Exercise description :: The answer should be the lines from the one with "cleat, one point per instance." through the final line of the entries, restated word for word.

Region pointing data
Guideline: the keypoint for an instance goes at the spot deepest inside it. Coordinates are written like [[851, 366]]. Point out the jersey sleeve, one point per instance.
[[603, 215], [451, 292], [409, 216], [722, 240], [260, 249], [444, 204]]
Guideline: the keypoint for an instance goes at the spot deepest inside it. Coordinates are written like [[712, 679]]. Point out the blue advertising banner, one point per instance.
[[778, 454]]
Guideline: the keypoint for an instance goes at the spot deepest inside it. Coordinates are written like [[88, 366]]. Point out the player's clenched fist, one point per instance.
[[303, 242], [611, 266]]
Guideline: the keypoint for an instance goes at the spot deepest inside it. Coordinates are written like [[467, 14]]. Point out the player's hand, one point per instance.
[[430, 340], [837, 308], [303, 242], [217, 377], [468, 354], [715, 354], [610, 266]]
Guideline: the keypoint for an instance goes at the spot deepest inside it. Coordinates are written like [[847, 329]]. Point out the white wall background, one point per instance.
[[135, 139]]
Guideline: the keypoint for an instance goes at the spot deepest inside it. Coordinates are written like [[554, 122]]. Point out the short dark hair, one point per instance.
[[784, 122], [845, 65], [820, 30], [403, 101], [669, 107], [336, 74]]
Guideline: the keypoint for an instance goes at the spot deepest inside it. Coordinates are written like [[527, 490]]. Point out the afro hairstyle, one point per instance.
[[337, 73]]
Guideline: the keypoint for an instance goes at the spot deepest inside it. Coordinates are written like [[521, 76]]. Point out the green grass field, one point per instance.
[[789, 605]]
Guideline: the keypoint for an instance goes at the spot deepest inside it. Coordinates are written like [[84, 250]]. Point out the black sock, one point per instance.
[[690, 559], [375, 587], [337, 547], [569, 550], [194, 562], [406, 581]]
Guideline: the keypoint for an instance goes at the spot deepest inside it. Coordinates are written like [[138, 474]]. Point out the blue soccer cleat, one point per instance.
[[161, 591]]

Solution for this problem ::
Guideline: the keypoint for an instance goes at the spot deepest inside it. Coordinates are written like [[138, 474]]. Point out the blue soccer cleat, one point per instance.
[[161, 591]]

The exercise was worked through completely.